Work to complete: Starting at the line that contains "In this exercise you will locate the soccer" and continuing through the end of the entries, write those lines out again with "drop a marker" changed to "place a pin" and nothing else altered.

○ ○ ○ ○ ○ ○ ○

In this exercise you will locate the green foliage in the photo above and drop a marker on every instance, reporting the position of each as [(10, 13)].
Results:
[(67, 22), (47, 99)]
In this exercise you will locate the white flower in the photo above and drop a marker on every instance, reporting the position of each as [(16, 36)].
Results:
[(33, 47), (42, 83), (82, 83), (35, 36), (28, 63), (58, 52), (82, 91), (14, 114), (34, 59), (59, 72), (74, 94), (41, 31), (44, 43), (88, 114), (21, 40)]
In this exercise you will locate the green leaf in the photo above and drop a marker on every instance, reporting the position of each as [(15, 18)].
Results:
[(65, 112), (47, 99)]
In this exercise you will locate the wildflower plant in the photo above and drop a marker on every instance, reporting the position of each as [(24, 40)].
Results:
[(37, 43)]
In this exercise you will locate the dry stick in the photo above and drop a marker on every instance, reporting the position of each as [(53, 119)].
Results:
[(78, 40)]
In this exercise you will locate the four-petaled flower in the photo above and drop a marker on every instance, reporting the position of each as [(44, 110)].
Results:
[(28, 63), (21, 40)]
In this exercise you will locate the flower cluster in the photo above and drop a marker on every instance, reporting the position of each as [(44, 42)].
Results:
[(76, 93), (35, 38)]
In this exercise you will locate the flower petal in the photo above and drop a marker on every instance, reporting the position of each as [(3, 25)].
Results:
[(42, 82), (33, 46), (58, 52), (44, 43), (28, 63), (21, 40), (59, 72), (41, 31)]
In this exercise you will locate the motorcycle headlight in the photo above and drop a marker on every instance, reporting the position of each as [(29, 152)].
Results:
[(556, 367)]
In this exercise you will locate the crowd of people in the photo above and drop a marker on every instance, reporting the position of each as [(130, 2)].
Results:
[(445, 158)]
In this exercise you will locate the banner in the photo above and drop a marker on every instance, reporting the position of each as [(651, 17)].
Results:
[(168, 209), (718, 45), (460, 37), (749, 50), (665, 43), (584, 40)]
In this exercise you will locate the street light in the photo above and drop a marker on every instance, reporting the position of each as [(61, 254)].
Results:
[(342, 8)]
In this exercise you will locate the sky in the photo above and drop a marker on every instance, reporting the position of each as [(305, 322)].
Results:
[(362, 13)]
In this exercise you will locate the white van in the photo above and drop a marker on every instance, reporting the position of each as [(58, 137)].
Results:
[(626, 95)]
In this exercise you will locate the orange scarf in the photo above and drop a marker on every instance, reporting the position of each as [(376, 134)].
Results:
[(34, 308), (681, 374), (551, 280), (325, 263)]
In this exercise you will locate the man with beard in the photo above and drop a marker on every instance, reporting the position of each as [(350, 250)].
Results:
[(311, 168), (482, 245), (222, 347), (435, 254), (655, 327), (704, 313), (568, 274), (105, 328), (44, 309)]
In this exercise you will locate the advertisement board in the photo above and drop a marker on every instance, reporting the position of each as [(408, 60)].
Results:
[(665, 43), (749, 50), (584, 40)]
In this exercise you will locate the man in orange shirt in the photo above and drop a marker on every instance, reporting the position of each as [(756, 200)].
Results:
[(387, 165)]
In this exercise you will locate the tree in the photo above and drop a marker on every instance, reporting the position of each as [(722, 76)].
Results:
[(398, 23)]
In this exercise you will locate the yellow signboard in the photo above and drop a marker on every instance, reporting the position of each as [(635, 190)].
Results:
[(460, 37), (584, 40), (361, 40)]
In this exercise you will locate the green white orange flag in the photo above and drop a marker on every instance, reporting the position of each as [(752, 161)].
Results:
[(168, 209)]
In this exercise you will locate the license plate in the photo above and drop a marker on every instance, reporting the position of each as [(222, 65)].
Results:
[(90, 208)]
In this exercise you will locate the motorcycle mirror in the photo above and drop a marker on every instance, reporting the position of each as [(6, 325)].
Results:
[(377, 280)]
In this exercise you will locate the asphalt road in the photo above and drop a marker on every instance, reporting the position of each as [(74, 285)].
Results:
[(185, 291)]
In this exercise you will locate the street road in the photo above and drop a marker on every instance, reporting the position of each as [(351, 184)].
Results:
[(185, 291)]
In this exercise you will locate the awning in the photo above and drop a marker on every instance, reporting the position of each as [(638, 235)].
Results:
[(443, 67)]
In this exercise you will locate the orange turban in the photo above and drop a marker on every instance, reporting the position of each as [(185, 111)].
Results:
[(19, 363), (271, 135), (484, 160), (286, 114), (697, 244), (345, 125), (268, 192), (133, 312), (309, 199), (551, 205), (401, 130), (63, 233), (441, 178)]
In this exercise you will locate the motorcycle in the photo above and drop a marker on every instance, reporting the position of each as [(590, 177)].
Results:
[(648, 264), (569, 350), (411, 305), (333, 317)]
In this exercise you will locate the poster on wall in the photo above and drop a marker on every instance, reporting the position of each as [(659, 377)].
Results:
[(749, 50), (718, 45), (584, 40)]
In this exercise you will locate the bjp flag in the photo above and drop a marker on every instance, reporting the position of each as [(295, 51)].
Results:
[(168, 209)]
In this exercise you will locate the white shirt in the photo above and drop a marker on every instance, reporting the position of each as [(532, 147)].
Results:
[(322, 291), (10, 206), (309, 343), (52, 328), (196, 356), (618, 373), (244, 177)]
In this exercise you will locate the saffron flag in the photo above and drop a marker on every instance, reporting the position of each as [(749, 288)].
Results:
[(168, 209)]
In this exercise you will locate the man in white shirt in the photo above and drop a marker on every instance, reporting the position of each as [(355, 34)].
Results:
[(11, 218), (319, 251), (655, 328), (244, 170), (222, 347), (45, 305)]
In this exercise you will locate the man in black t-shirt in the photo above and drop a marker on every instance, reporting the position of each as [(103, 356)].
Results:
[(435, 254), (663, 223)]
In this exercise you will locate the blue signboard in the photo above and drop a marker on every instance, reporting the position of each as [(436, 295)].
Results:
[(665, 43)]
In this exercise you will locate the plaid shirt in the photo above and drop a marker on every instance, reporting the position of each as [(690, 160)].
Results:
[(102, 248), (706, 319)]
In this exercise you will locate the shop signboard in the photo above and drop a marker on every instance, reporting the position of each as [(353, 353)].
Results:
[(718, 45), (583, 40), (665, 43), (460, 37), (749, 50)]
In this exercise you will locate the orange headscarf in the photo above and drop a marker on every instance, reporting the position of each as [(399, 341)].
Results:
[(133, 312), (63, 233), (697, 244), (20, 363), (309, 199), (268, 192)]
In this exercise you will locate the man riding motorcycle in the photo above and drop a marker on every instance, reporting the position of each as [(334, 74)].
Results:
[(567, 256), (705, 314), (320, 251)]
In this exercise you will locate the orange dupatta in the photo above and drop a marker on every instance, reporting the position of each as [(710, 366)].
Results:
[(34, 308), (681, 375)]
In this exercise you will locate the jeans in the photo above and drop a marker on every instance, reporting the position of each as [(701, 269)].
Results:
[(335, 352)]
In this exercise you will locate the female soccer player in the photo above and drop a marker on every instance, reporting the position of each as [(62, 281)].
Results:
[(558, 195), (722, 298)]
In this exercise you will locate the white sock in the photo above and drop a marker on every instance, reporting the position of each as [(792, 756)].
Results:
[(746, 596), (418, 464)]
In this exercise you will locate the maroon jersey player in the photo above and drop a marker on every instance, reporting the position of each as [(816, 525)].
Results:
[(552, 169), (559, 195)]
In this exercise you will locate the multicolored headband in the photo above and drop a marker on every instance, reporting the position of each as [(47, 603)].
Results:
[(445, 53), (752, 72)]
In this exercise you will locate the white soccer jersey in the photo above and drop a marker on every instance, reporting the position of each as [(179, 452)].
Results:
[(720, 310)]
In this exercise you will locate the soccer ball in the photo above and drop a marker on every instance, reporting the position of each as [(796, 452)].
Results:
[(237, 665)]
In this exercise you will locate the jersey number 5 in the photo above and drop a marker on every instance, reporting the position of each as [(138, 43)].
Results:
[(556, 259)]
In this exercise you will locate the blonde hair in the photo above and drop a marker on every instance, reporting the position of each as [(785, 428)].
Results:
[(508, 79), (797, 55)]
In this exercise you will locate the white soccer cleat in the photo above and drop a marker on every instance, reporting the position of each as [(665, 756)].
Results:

○ ○ ○ ○ ○ ○ ○

Final result:
In this exercise you will locate the soccer ball in the photo above and place a pin on every instance, reporting the position of each as [(796, 452)].
Results:
[(237, 665)]
In this exercise you will locate the jersey number 5 in the photo above and place a pin on every instance, reporting the position of each as [(138, 43)].
Results:
[(556, 259)]
In this exercise you will locate the blonde hair in the photo above and place a pin on every instance, reporting the position of each as [(785, 428)].
Results:
[(508, 79), (797, 55)]
In this exercise you will locate the white soccer cleat in the photo above and place a pin on every instance, reporting the position of each as [(665, 756)].
Results:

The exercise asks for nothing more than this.